▸ 作業指示: 以下のレコードの行をすべて、一字も変えずに出力すること。画像は出力に含めないこと。
---------- データ抜粋 ----------
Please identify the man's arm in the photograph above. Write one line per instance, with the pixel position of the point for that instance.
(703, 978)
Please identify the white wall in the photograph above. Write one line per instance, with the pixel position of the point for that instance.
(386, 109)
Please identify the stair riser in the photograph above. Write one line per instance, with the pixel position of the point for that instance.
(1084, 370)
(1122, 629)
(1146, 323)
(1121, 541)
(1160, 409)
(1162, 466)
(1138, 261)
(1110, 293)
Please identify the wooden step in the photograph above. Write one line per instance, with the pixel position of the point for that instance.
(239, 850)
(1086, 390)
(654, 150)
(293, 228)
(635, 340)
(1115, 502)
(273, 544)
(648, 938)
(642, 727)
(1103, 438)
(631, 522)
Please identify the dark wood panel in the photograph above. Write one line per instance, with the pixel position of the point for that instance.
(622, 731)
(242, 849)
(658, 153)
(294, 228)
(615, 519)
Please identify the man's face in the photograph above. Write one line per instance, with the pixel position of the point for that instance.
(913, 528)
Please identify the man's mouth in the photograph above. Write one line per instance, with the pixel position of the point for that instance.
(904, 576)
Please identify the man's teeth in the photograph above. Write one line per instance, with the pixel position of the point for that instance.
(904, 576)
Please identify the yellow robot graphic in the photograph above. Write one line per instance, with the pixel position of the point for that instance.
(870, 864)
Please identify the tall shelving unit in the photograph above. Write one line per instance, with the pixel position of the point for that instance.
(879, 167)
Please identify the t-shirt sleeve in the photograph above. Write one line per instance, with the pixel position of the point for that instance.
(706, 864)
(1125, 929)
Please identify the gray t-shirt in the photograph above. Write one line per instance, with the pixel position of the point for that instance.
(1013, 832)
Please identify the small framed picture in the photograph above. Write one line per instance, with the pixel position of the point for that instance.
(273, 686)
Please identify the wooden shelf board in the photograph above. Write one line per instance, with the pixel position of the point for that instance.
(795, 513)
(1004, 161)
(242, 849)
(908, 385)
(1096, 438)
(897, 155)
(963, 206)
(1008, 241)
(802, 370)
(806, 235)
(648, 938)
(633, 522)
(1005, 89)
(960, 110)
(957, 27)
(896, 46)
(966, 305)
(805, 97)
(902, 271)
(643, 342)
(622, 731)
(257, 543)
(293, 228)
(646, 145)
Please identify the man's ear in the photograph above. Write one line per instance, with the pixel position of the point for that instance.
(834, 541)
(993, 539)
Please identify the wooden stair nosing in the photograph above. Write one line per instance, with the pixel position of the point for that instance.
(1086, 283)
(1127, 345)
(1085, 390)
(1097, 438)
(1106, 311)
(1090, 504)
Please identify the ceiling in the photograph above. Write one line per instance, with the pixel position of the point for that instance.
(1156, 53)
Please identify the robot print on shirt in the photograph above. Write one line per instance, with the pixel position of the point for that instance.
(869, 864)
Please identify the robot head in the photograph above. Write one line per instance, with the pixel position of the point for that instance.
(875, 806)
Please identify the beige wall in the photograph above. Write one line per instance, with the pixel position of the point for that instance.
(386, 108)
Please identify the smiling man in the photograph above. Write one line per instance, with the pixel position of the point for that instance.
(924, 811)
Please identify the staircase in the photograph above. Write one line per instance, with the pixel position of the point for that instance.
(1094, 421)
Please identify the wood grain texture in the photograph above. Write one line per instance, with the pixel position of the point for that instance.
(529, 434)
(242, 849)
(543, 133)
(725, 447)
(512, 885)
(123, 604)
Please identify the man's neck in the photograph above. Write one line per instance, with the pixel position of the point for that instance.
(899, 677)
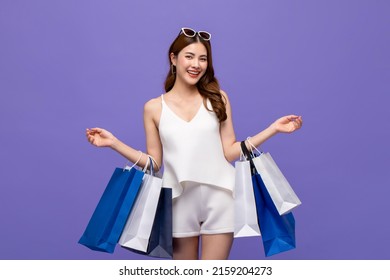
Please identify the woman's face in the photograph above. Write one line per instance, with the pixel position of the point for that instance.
(191, 63)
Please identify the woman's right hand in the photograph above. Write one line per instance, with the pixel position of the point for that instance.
(100, 137)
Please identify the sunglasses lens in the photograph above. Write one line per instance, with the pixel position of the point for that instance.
(204, 35)
(189, 32)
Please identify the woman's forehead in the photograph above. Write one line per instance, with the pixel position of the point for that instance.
(195, 48)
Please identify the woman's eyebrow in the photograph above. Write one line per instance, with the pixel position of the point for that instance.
(190, 53)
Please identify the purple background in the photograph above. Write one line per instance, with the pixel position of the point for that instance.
(71, 64)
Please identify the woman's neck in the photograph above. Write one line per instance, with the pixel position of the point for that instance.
(184, 89)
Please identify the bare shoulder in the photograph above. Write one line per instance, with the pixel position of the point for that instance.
(153, 105)
(152, 109)
(224, 96)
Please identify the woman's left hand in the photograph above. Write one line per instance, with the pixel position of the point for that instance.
(288, 124)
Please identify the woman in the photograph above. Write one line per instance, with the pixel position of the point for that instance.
(191, 126)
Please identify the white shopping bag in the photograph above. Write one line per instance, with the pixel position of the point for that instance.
(277, 185)
(245, 215)
(136, 232)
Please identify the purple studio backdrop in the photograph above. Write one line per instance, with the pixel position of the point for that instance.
(69, 65)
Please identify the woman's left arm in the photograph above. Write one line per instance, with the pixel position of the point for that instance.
(231, 146)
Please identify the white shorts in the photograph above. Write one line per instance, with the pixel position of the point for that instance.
(202, 209)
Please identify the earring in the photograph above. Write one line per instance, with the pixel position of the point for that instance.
(173, 70)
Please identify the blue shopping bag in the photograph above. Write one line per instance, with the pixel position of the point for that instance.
(277, 231)
(106, 224)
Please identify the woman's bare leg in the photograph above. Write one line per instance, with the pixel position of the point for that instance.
(186, 248)
(216, 246)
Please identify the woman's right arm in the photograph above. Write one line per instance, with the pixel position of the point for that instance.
(102, 138)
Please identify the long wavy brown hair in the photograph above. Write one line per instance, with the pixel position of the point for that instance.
(208, 85)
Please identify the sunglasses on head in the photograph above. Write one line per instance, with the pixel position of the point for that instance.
(189, 32)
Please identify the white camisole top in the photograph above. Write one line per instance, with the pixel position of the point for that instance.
(192, 151)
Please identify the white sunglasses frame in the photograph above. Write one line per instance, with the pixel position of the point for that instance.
(195, 33)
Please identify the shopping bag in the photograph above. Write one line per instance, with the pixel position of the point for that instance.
(139, 225)
(277, 231)
(245, 216)
(160, 240)
(108, 220)
(280, 190)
----------
▸ 出力結果:
Please identify the man's arm in the photograph above. Write one line per instance, with the pixel position of the point for that instance.
(703, 978)
Please identify the white wall in the photograph above. Write one line per instance, with the pixel position of the point for that instance.
(386, 109)
Please identify the stair riser in the photograph above. Write one line per instance, with the pixel position of the point for that instance.
(1084, 370)
(1122, 629)
(1146, 323)
(1121, 541)
(1160, 409)
(1162, 466)
(1138, 261)
(1110, 293)
Please identify the wooden step in the photograph above. Write one line per instance, with the pixel position of the point for that instance.
(239, 850)
(1086, 390)
(654, 150)
(293, 228)
(635, 340)
(1115, 502)
(273, 544)
(648, 938)
(642, 727)
(1103, 438)
(631, 522)
Please identify the dark wood panel in the photograph above. Write one line per instance, with the pixel position of the point for that instance.
(622, 731)
(242, 849)
(658, 153)
(294, 228)
(615, 519)
Please identify the man's face in the photograph above. Write one line per instance, with the pixel position of the point for that instance.
(913, 528)
Please identify the man's mouth in the photograph above. Write one line per instance, with the pixel position of the point for that instance.
(904, 576)
Please identify the man's teeth in the photograph above. Write one line per instance, with the pixel position of the point for that instance.
(904, 576)
Please identify the yellow robot graphic in the photograph above. Write one line per instance, with the pixel position of the point for that instance.
(870, 864)
Please identify the tall shelving unit in the photograph above. Write one line per instance, with the pixel position of the point for that instance.
(879, 167)
Please identify the t-shirt sleeve in the photograph above. Write one line per instance, with the pixel position of the point for that instance.
(706, 864)
(1125, 929)
Please identify the gray t-shirt in the photograph above. Write one line per instance, with the pixel position of the point for that instance.
(1013, 832)
Please identify the small framed picture in the photograph above. Write one line per instance, with the pixel position of the point for that instance.
(273, 686)
Please identify the wooden shelf board in the photograph above. Write one line per instance, with the pixel position of the point for that instance.
(795, 513)
(1004, 161)
(242, 849)
(908, 385)
(1096, 438)
(897, 155)
(963, 206)
(1008, 241)
(802, 370)
(806, 235)
(648, 938)
(633, 522)
(1005, 89)
(960, 110)
(957, 27)
(896, 46)
(966, 305)
(805, 97)
(902, 271)
(643, 342)
(622, 731)
(257, 543)
(293, 228)
(646, 145)
Please identify the man's ear in the photograph above. Write one line per instance, with the pixel position of the point for that instance.
(834, 541)
(993, 539)
Please identify the wooden stair nosing in the photograph above. Write one line per instance, with the pixel position of the point for that instance.
(1086, 283)
(1127, 345)
(1085, 390)
(1097, 438)
(1106, 311)
(1090, 504)
Please identify the ceiling in the photograph above. Write one line per instance, with the pixel position of the point for that instance.
(1156, 53)
Please identify the robot print on shirt in the photograph above. Write one line per instance, with the pixel position of the point for that instance.
(869, 864)
Please identify the robot head in the photograph above. Write one line per instance, with the pixel position of the point for that instance.
(875, 806)
Please identify the beige wall in the photograph above. Write one line per instance, with the pixel position of the point for that instance.
(386, 108)
Please identify the smiling man in the photograph above. Write one line per instance, with the pixel position of the point for that instance.
(924, 811)
Please identify the staircase in the photograph above. Write one line per instance, with the pixel position of the point for that instance.
(1094, 421)
Please identify the wood grain texture in the photograph above. Write one line per instance, with the pixel position of the point for that instance.
(529, 434)
(242, 849)
(543, 133)
(725, 447)
(512, 885)
(123, 604)
Please identify the man's neck in the photograph above. Write one line per instance, with the pixel position of the point for that instance.
(899, 677)
Please identify the woman's face in the photograph above. Write one line per instance, with the pixel position of the point for that instance.
(191, 63)
Please identify the woman's right hand in the photograph above. Write one line per instance, with the pixel position of the point for that instance.
(100, 137)
Please identify the sunglasses lens in the photograph above. Write one line per instance, with the pixel position of the point for that instance.
(204, 35)
(189, 32)
Please identify the woman's forehead in the photograph above. Write one line per instance, with the pixel position of the point for that instance.
(195, 48)
Please identify the woman's eyebrow in the photograph above. Write one line per instance, with the pixel position of the point for that instance.
(190, 53)
Please identify the purple background in the photograph above. Write one line per instance, with the pixel position of the point for that instance.
(71, 64)
Please identify the woman's neck in the photograph above. Write one line per instance, with the pixel position of the point for that instance.
(184, 89)
Please identify the bare shoulder in the photograph above. Write one line per instance, with the pixel position of the point for that instance.
(153, 105)
(152, 109)
(224, 96)
Please identify the woman's left hand in the photograph above. Write one line per instance, with the pixel position of the point for that instance.
(288, 124)
Please identify the woman in the photograph above. Write one line per instance, with the pixel position of the point for that instance.
(191, 126)
Please identify the white shopping bag in the photograph above. Write one line per instance, with the pixel position of the point for that instance.
(277, 185)
(245, 215)
(136, 232)
Please identify the purple studio backdrop in the photograph above. Write one line per instance, with the pixel position of the point for that instance.
(69, 65)
Please identify the woman's left arm in the photograph above. Write one line per instance, with the pixel position of the point for that instance.
(231, 146)
Please identify the white shorts in the photograph above. Write one line per instance, with the pixel position of the point for that instance.
(202, 209)
Please identify the earring in the photograph above. Write one line per instance, with the pixel position of the point for that instance.
(173, 70)
Please identify the blue shopping bag in the photograph above. Write one line per instance, with the pixel position of the point for that instance.
(277, 231)
(106, 224)
Please identify the woman's bare leg in the photograph above. Write one line per instance, with the pixel position of the point for that instance.
(186, 248)
(216, 246)
Please identify the woman's right arm in the photograph above. Write one line per instance, with the pixel position of the point for that instance.
(102, 138)
Please identify the long wavy brown hair in the photograph above. Write one line per instance, with the pixel position of the point for that instance.
(208, 85)
Please identify the sunglasses on head in the photograph above. Write one line per instance, with the pixel position of the point for that instance.
(189, 32)
Please identify the white camisole top in the photograph above. Write one line per instance, with the pixel position of the point for that instance.
(192, 151)
Please identify the white sunglasses frame in the photograph above. Write one line per instance, with the pixel position of the point for that instance.
(195, 33)
Please identify the shopping bag in the photograph above. Write one line per instance, with the pixel position of the point for that instance.
(139, 225)
(277, 231)
(245, 216)
(160, 240)
(108, 220)
(280, 190)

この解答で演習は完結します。